─── Page

If you ever happen to be in a place, once unknown to you, that calls out long after you have left and dwells in your heart, mind and soul, you know you have found a home for keeps.
For photographer, videographer, and travel enthusiast, Anunay Sood, and many others—this home is Spiti — ‘a world within a world’, as described by Rudyard Kipling. A majestic cold desert valley in Himachal Pradesh, Spiti literally means a ‘middle ground’ – a destination from where there’s no turning back for those who fall in love with it. A muse that inspires travellers and nature lovers with its virgin windswept valleys, pine forests, beautiful monasteries, and charming villages.
For Sood, the love affair with Spiti started almost a decade ago. A globetrotter, who has been visiting Spiti for the past 10 years, is still trying his luck at capturing the jaw dropping sights of this winter wonderland. He returned to this home once again, soon after it reopened for tourism post lockdown on February 17, 2021 and came back reliving his adventure and no filter views to share why a trip to Spiti is a ‘nasha’ like no other.

──────

> [Tasks and exercises]
A. List the features of Spiti that the Spiti article says inspire travelers and nature lovers.
B. In the Spiti article, condense the paragraph beginning "For Sood, the love affair" into a short bulleted list that keeps its main facts.
The data below was drawn from a different source than the Spiti article.

─── Data excerpt

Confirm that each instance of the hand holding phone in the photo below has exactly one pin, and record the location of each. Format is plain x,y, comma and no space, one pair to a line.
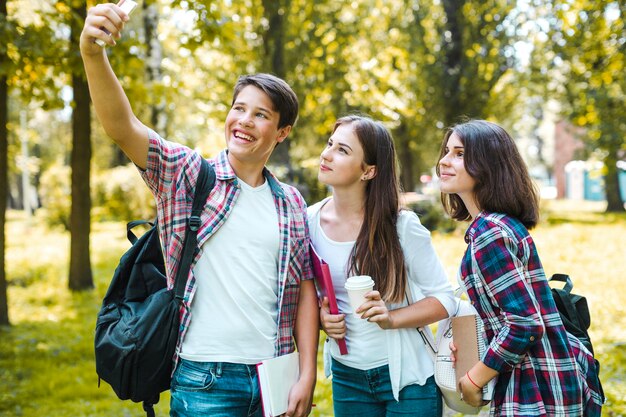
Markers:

──────

> [Results in order]
A.
- Virgin windswept valleys
- Pine forests
- Beautiful monasteries
- Charming villages

B.
- Sood's love affair with Spiti began almost a decade ago, and he has visited for the past 10 years.
- He is still trying to capture its jaw-dropping sights.
- He returned soon after Spiti reopened for tourism post lockdown on February 17, 2021.
- He came back to share why a trip to Spiti is a "nasha" like no other.